--- BEGIN Listed records ---

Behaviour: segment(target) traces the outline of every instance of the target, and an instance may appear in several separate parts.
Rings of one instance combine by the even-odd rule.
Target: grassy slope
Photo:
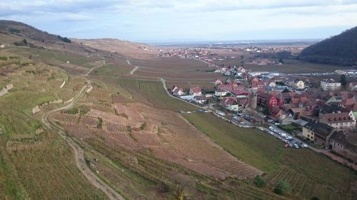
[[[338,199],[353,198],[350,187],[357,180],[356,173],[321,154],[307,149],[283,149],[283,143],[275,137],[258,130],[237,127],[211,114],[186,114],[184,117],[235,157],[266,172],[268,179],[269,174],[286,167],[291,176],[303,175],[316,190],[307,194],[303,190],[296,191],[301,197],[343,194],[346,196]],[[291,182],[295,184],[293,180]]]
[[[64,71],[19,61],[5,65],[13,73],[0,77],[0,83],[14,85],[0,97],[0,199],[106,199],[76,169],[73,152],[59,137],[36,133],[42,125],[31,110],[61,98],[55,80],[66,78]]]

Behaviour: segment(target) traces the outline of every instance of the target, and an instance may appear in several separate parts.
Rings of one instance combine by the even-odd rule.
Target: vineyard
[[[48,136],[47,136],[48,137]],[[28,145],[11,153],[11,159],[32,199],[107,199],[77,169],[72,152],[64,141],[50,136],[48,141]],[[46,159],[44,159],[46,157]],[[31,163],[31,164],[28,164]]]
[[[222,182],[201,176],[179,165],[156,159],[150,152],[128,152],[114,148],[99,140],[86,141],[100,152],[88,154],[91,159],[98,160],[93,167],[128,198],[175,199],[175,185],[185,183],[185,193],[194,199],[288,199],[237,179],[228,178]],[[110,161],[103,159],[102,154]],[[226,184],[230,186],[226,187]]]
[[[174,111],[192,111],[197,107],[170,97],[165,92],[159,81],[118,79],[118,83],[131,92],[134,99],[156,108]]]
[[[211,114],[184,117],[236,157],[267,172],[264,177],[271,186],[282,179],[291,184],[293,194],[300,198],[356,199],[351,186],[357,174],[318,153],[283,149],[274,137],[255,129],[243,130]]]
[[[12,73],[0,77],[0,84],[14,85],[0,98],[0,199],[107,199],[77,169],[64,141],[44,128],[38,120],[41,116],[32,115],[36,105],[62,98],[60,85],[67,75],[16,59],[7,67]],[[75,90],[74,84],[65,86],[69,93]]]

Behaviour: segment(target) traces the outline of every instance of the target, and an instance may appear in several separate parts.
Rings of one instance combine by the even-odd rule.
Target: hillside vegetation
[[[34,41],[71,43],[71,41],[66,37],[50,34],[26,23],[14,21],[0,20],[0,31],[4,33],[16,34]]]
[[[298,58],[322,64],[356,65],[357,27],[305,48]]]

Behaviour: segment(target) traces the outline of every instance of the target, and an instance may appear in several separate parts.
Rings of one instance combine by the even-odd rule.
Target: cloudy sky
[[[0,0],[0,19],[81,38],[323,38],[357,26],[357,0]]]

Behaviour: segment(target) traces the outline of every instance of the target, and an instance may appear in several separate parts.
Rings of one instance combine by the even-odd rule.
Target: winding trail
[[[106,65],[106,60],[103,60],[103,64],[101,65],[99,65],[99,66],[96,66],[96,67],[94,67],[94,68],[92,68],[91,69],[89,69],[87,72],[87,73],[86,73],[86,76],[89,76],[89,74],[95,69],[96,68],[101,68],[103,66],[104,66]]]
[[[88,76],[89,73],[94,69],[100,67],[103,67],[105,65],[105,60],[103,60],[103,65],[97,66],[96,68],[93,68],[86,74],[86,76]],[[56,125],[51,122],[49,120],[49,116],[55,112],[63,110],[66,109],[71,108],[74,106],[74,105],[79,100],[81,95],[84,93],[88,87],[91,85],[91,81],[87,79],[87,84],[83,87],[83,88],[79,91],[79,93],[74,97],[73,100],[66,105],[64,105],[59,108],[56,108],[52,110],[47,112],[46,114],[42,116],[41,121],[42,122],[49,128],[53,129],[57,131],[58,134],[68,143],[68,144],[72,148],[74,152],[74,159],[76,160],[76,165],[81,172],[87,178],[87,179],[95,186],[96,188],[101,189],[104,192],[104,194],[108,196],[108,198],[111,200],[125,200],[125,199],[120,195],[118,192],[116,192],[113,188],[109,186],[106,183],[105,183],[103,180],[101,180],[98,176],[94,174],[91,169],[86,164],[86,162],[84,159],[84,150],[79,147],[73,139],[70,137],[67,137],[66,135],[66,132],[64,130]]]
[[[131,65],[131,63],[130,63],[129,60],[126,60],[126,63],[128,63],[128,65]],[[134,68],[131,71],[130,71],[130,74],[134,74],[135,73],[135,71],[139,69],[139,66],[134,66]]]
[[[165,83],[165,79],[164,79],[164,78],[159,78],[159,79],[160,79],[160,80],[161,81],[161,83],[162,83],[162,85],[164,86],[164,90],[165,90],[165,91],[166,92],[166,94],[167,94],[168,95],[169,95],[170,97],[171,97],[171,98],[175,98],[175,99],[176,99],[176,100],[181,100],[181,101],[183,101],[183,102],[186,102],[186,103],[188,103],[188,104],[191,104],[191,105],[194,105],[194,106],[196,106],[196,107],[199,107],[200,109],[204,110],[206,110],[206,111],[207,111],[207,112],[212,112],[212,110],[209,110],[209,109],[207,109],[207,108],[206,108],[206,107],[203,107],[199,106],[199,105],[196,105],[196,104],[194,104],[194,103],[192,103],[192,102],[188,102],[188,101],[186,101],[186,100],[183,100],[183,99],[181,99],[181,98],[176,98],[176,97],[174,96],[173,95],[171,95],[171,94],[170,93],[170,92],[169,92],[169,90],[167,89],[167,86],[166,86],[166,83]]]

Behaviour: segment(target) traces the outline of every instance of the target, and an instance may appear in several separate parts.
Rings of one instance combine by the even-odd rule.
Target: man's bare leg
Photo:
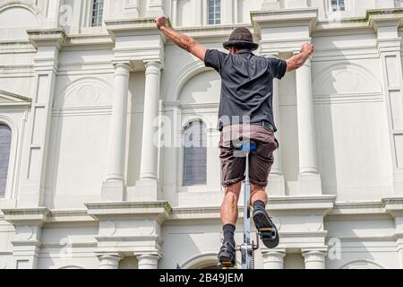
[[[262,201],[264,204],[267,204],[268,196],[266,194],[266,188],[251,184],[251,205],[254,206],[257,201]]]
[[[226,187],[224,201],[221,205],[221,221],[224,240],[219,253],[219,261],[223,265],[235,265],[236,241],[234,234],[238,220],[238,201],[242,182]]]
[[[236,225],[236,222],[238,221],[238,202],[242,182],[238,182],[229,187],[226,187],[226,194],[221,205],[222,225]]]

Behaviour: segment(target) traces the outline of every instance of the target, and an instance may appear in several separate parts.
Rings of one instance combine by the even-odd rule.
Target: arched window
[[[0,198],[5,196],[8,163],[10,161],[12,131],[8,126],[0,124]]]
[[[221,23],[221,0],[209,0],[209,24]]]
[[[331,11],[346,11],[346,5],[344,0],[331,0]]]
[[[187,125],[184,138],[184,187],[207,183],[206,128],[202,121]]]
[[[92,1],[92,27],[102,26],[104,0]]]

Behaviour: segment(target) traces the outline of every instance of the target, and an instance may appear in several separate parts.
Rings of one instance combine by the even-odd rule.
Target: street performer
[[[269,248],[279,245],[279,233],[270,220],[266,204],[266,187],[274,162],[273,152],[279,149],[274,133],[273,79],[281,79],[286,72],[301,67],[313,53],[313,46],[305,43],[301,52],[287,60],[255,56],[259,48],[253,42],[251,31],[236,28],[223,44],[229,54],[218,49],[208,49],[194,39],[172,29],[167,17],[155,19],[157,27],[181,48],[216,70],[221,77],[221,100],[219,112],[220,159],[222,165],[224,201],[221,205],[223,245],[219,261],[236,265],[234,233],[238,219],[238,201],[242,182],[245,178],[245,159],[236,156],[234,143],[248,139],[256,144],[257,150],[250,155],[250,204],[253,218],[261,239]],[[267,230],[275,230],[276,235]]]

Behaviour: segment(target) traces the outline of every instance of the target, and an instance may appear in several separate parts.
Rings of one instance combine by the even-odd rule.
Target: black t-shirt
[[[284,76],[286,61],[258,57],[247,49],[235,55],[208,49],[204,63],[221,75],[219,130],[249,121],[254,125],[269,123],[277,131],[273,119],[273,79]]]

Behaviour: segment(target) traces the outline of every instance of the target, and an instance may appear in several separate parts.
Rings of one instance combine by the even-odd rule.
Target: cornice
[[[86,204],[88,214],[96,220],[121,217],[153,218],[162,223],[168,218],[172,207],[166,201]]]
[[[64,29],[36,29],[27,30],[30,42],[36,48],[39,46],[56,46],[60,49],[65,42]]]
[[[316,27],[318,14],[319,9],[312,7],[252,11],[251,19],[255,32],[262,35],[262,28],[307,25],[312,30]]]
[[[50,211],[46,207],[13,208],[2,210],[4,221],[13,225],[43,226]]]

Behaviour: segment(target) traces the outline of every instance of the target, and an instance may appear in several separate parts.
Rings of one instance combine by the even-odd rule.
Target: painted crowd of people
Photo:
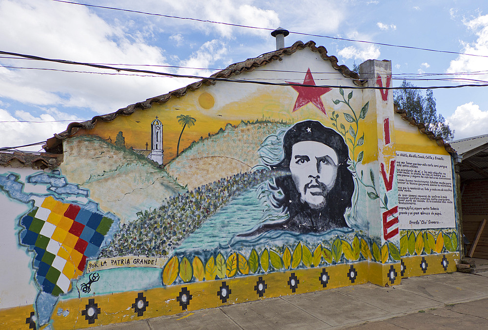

--- END Listed records ---

Exercise prompt
Rewrite the records into a Markdown table with the columns No. and Text. Start at the first line of the records and go up to and including the line containing "[[[298,58],[322,64],[356,65],[357,27],[305,48]]]", give one row per line, skip blank lines, and leave the pictures out.

Expected answer
| No. | Text |
|---|---|
| 1 | Behaviour: segment(target) traces the outline of every instance of the target, and an instance may appear in several separate parts. |
| 2 | Rings of one instance combine by the even-odd rule. |
| 3 | Target: grassy slope |
| 4 | Photo: |
| 5 | [[[338,199],[353,198],[350,187],[357,180],[356,173],[321,154],[307,149],[283,149],[283,143],[275,137],[258,130],[237,127],[211,114],[186,114],[184,117],[235,157],[266,172],[268,179],[269,174],[286,167],[291,176],[303,175],[316,190],[307,194],[303,190],[296,191],[301,197],[343,194],[346,196]],[[291,182],[295,184],[293,180]]] |
| 6 | [[[64,71],[19,61],[5,65],[13,73],[0,77],[0,83],[14,85],[0,97],[0,199],[106,199],[76,169],[73,152],[59,137],[36,133],[42,125],[31,110],[61,98],[55,80],[66,78]]] |
| 7 | Behaviour: segment(target) traces the outline of every instance of the target, and an instance may appear in several separate parts. |
| 8 | Rings of one instance combine by the even-odd rule. |
| 9 | Target: vineyard |
| 10 | [[[48,136],[47,136],[48,137]],[[28,145],[11,153],[11,159],[32,199],[107,199],[77,169],[72,152],[64,141],[50,136],[48,141]],[[46,159],[44,159],[46,157]],[[31,163],[31,164],[28,164]]] |
| 11 | [[[222,182],[201,176],[179,165],[156,159],[150,152],[128,152],[114,148],[99,140],[86,141],[100,152],[88,154],[91,159],[98,160],[93,167],[128,198],[175,199],[175,185],[185,183],[185,193],[194,199],[288,199],[237,179],[228,178]],[[110,161],[103,159],[102,154]],[[226,184],[230,186],[226,187]]] |
| 12 | [[[174,111],[192,111],[197,107],[170,97],[165,92],[159,81],[118,79],[118,83],[131,92],[134,99],[156,108]]] |
| 13 | [[[211,114],[184,117],[236,157],[267,172],[264,177],[271,186],[282,179],[291,184],[293,194],[300,198],[356,199],[351,186],[357,174],[318,153],[283,149],[274,137],[255,129],[243,130]]] |
| 14 | [[[12,73],[0,77],[0,84],[14,85],[0,98],[0,199],[107,199],[77,169],[64,141],[44,128],[38,120],[41,116],[32,115],[36,105],[62,98],[60,85],[67,75],[16,59],[7,67]],[[75,90],[74,84],[65,86],[69,93]]] |
| 15 | Behaviour: segment(target) traces the outline of every instance of the target, and an instance may appear in several separate parts. |
| 16 | Rings of one instance combine by the even-odd rule. |
| 17 | Target: hillside vegetation |
| 18 | [[[34,41],[71,43],[71,41],[66,37],[50,34],[26,23],[14,21],[0,20],[0,31],[4,33],[16,34]]] |
| 19 | [[[298,58],[322,64],[356,65],[357,27],[305,48]]] |